» **AIM**
Rewrite every line from the one containing "Drop a pin on the white wedding" through the end of the material, requests included, and raise each coordinate in the answers by 62.
START PROVIDED ENTRIES
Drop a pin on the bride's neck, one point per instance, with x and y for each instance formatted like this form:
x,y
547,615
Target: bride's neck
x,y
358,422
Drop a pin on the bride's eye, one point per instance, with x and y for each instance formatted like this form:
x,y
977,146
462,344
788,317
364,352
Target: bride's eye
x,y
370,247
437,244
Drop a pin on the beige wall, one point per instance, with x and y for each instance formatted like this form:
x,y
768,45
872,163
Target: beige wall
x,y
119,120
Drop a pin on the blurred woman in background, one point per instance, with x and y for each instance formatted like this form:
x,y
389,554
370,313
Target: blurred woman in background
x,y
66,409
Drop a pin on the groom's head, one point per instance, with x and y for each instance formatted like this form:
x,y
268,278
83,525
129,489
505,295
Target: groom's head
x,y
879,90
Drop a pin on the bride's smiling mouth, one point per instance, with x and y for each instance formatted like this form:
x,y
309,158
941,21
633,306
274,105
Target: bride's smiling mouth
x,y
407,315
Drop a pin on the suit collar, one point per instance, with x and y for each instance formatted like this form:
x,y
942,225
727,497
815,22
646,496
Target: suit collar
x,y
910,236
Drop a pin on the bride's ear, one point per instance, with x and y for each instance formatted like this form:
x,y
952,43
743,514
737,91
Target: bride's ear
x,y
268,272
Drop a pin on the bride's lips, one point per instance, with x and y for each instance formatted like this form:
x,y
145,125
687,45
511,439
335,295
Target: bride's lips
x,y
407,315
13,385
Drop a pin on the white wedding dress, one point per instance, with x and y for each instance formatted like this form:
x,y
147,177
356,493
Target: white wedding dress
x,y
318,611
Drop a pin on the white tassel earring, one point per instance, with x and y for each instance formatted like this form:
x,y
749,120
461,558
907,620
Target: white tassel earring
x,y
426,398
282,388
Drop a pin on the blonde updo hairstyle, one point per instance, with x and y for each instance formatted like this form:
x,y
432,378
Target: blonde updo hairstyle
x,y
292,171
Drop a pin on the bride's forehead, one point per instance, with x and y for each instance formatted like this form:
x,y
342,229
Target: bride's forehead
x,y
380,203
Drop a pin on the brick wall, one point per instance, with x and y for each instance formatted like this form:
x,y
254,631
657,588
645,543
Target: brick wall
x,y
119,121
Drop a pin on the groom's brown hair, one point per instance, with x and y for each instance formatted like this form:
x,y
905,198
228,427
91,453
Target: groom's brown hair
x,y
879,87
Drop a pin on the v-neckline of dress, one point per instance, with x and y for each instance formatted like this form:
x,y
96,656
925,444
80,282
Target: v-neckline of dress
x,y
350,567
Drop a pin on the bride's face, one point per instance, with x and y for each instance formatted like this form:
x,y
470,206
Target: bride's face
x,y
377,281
END PROVIDED ENTRIES
» **RIGHT ANSWER**
Drop a pin on the white wedding dress, one point per instance, with x and y for each instance formatted like this form:
x,y
147,177
356,493
Target: white wedding dress
x,y
380,673
Drop a pin on the white tassel earring, one point per instance, with x and y for each instance formatted like this form:
x,y
749,120
461,558
907,620
Target: white tassel earring
x,y
488,460
344,450
Drop a pin on the blonde updo hairstyle, one point per instance, with x and y for each instance formatted like this form:
x,y
432,378
Target: blonde updo hairstyle
x,y
354,233
Drop a pin on the bride's forehead, one point per instance, with x and y for each instance formatted like this form:
x,y
342,229
Target: bride's forehead
x,y
442,265
Drop a pin on the brick wall, one point per instance, with x and y for each instance formatted like this form:
x,y
254,631
657,588
645,543
Target: brick wall
x,y
181,183
Drop a pin on the groom's brown hair, one point per instance, with x and y for each instance formatted like this form:
x,y
905,198
228,427
91,453
Target: groom's brown hair
x,y
941,149
Drop a pin on the v-neckline of dress, one point per instance, with x and y for each instance formatted like this form:
x,y
96,656
925,444
80,282
Target: v-neckline of dress
x,y
412,629
Drop a pin on the bride's face, one point per instance, with x and y for each instance formatted like this form:
x,y
470,206
Target: bride's face
x,y
439,343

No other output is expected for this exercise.